**Task instructions:**
Copy the records below word for word, leaving out nothing.

**Information given:**
—————
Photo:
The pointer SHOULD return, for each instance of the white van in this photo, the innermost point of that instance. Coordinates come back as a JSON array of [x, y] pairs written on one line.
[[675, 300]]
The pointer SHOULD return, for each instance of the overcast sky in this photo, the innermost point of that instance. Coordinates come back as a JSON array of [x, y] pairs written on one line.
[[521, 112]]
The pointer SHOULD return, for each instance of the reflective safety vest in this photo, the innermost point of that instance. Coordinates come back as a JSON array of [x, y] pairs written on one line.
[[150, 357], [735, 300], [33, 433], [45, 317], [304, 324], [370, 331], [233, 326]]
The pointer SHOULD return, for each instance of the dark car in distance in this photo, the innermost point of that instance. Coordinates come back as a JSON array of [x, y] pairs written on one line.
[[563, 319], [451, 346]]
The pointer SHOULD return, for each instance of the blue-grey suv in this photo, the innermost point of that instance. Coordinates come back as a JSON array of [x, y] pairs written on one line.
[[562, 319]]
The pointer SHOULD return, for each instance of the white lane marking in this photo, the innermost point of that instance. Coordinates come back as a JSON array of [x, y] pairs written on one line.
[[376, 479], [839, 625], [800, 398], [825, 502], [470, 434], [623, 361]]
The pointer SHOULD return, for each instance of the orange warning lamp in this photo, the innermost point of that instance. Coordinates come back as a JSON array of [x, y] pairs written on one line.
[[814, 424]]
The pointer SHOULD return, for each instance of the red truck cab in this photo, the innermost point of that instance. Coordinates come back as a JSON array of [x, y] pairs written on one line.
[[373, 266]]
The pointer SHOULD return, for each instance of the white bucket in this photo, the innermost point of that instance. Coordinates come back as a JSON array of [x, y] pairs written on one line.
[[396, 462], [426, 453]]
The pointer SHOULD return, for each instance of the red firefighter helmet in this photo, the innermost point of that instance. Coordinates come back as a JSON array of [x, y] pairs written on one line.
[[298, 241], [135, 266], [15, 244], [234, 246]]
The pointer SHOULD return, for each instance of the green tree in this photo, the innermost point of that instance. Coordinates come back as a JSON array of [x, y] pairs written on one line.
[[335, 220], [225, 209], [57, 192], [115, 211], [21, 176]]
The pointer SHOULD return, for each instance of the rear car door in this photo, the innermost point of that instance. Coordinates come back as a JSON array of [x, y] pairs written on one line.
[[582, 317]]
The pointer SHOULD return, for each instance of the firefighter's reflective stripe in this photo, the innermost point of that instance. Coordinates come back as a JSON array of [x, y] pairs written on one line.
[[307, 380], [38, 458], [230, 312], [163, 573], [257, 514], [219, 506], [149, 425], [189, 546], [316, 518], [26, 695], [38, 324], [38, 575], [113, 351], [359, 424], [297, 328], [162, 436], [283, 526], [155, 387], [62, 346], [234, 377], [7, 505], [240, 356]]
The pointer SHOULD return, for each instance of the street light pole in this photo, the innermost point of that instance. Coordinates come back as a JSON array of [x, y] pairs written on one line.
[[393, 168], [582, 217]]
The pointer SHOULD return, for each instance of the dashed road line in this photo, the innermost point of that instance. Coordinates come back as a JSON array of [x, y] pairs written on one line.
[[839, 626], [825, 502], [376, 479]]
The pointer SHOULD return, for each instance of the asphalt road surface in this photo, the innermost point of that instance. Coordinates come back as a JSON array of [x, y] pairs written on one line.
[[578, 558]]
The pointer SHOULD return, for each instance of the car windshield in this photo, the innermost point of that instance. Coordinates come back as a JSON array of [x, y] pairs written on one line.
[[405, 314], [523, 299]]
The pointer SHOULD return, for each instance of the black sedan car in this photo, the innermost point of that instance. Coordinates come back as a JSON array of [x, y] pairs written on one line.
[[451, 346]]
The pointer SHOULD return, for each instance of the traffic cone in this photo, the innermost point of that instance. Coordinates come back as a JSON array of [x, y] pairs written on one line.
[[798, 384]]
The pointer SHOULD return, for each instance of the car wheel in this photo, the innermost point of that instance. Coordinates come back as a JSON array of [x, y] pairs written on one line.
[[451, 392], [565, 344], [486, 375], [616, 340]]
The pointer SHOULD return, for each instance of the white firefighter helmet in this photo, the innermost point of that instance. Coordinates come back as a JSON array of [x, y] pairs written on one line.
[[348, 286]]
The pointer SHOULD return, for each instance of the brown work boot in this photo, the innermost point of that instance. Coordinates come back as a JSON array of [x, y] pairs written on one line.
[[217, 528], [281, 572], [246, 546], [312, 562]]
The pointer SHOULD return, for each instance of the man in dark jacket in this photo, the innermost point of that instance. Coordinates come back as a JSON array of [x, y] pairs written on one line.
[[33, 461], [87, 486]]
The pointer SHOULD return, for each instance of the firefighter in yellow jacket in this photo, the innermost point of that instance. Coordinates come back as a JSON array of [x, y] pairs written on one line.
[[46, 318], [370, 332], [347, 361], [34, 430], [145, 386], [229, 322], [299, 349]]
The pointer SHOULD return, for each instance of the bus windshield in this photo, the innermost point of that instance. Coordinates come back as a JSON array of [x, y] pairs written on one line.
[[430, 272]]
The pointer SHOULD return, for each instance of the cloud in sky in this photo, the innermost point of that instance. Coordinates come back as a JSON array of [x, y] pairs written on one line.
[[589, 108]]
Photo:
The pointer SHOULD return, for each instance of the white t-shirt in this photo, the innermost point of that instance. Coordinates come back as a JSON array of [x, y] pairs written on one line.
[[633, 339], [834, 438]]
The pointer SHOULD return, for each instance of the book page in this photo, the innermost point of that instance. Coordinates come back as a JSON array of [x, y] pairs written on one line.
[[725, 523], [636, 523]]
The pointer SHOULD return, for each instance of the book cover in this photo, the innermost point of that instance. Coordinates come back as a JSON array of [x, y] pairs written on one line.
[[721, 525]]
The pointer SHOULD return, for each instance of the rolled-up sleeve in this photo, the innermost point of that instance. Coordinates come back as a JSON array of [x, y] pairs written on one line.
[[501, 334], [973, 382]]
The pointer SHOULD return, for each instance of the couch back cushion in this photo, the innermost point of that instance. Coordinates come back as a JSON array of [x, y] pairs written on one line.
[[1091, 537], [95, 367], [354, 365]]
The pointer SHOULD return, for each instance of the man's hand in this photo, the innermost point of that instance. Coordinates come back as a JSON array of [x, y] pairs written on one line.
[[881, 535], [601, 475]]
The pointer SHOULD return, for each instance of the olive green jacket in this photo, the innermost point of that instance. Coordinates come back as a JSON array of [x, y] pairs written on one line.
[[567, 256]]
—————
**Response below:**
Photo:
The pointer SHOULD return, for each instance of the white van in this photo, the innermost point of that instance. Coordinates come back as a JSON array of [x, y] pairs written on one line.
[[675, 300]]
The pointer SHOULD return, for each instance of the overcast sky in this photo, the innermost point of that instance. Coordinates come back as a JSON array of [x, y] pairs written on one line.
[[521, 112]]
The pointer SHOULD return, for each instance of the reflective safety vest in this photo, the innermost point of that instance. Coordinates come back as a JSON array of [x, y] pairs written on one line.
[[150, 357], [735, 300], [33, 433], [45, 317], [304, 324], [370, 331], [233, 326]]
The pointer SHOULD return, for each instance of the dark car in distance in this photo, the innermost point of that instance. Coordinates come back as a JSON array of [x, y] pairs written on one line.
[[563, 319], [451, 346]]
The pointer SHOULD return, for each instance of the blue-grey suv in this photo, the innermost point of that instance. Coordinates come back as a JSON array of [x, y] pairs written on one line.
[[562, 319]]
The pointer SHOULD return, for each instance of the white lane marking in this photo, the innermost point of that instance. Coordinates come back as a JSON array of [x, y] pairs written on one line.
[[376, 479], [839, 625], [800, 398], [825, 502], [470, 434], [623, 361]]
The pointer SHOULD return, for each instance of the orange warning lamp in this photo, the innermost point of that instance. Coordinates come back as a JSON array of [x, y] pairs written on one line.
[[814, 424]]
The pointer SHOULD return, for each instance of the red truck cab in this photo, the innermost point of that instance. Coordinates come back as a JSON array of [x, y] pairs written on one line.
[[373, 266]]
The pointer SHOULD return, for each instance of the white bucket in this photo, the innermost point of that instance. Coordinates come back as a JSON array of [x, y] pairs written on one line.
[[396, 462], [426, 453]]
The pointer SHOULD return, for each instance of the red firefighter helmet in this photo, the innermost point of that instance. Coordinates come back as a JSON array of [x, y] pairs written on one line.
[[298, 241], [135, 266], [15, 244], [234, 246]]
The pointer SHOULD return, for each instance of the green tree in this photo, the innermost point of that instance. Coordinates come back as a JSON array of [x, y] pairs written on one line.
[[335, 220], [225, 209], [57, 192], [115, 211], [21, 176]]
The pointer SHOULD return, for each instance of the rear car door in this photo, the innermost point of that instance. Coordinates come back as a JSON array of [x, y] pairs written on one line.
[[582, 317]]
The pointer SHOULD return, for each instance of the firefighter's reflective stripe in this photo, the innermost point of that instance. Coordinates come back as a JSON array of [x, y] pairs written on one line.
[[307, 380], [38, 458], [230, 312], [163, 573], [257, 514], [219, 506], [149, 425], [189, 546], [316, 518], [26, 695], [38, 324], [38, 575], [113, 351], [359, 424], [297, 328], [162, 436], [283, 526], [155, 387], [62, 346], [234, 377], [7, 505], [240, 356]]
The pointer SHOULD return, for each instance of the street light pole in this photo, the innermost point of that instance. Coordinates come back as a JSON array of [x, y] pairs written on one line.
[[393, 168], [582, 217]]
The pointer SHOULD return, for each instance of the dashed road line in this photo, the innermost point of that instance. Coordinates come back as a JSON array of [x, y] pairs written on one line.
[[839, 626], [825, 502], [376, 479]]
The pointer SHOULD return, for each instance of the asphalt road surface in this photo, the innermost point of that instance. Coordinates come back as a JSON array of [x, y] pairs written on one line.
[[578, 558]]
The pointer SHOULD return, for each instance of the car windshield in this photo, the innermost point of that instance. Coordinates come back as a JSON array of [x, y] pairs written on one line.
[[405, 314], [523, 299]]
The pointer SHOULD return, for each instance of the black sedan car in this photo, the innermost point of that instance. Coordinates come back as a JSON array of [x, y] pairs written on one line.
[[451, 346]]
The pointer SHOULD return, for each instance of the traffic cone in this photo, the innermost point of that instance. Coordinates come back as a JSON array of [x, y] pairs written on one line.
[[798, 384]]
The pointer SHOULD return, for each instance of the car wheel in this photo, the innermost point of that instance. Coordinates come back as a JSON array of [x, y] pairs written on one line.
[[451, 392], [565, 344], [486, 375], [616, 340]]
The pointer SHOULD return, for each instance of the white firefighter helmet in this photo, the innermost point of that instance. Coordinates come back as a JSON array of [x, y] pairs written on one line.
[[348, 286]]
The pointer SHOULD return, for each instance of the brown work boot in this photo, the innermost point of that instance. Coordinates come back as a JSON array of [x, y] pairs written on one line.
[[217, 528], [281, 572], [246, 546], [312, 562]]
The pointer SHOULD return, for each instance of the man in dark jacket in this photo, the innermost point of that instance. Coordinates come back as a JSON array of [x, y] pairs written on one line.
[[33, 461], [87, 486]]
The pointer SHOULD return, for each instance of the firefighter in yellow jacket in this photo, the innermost point of that instance. Coordinates come back as a JSON array of [x, y] pairs written on one line.
[[46, 318], [370, 332], [347, 361], [34, 430], [145, 386], [229, 322], [299, 349]]
The pointer SHOULD return, for each instance of the bus windshield in this photo, the innermost point of that instance. Coordinates come back as a JSON array of [x, y] pairs written on one line.
[[430, 272]]
The pointer SHOULD return, for each instance of the cloud in sky in this photo, the innermost point of that instance. Coordinates come back as a JSON array of [x, y] pairs written on one line.
[[589, 108]]
Photo:
The pointer SHOULD return, for each instance of the white t-shirt in this photo, the innermost point of that instance. Coordinates come back as a JSON array of [x, y] pairs written on one line.
[[633, 339], [834, 438]]
The pointer SHOULD return, for each instance of the book page in this photo, the innermost point of that instance. Coordinates come back as a JSON array of [x, y] pairs written on one line.
[[725, 523], [636, 523]]
The pointer SHOULD return, for each instance of the book cover in this photo, the innermost point of that instance. Coordinates come back as a JSON array of [x, y] pairs written on one line.
[[721, 525]]
The pointer SHOULD return, for each instance of the rolled-up sleeve in this photo, the innermost point of that instance. Coordinates come back as a JSON array of [x, y] pairs written on one line.
[[501, 334], [973, 382]]
The pointer SHOULD return, for each instance of the couch back cushion in this photo, the innermost point of that instance. Coordinates come back as a JSON array of [x, y] pairs written on one line.
[[1091, 537], [95, 367], [354, 365]]
The pointer SHOULD return, for each instance of the man's hand in this photo, the innermost point of that instance. Coordinates come back as a JSON array of [x, y] pairs written on one line.
[[881, 535], [601, 475]]
The pointer SHOULD return, for each instance of the olive green jacket in this photo, the innermost point of that instance. Coordinates come back as a JSON array of [x, y] pairs written on one line.
[[567, 256]]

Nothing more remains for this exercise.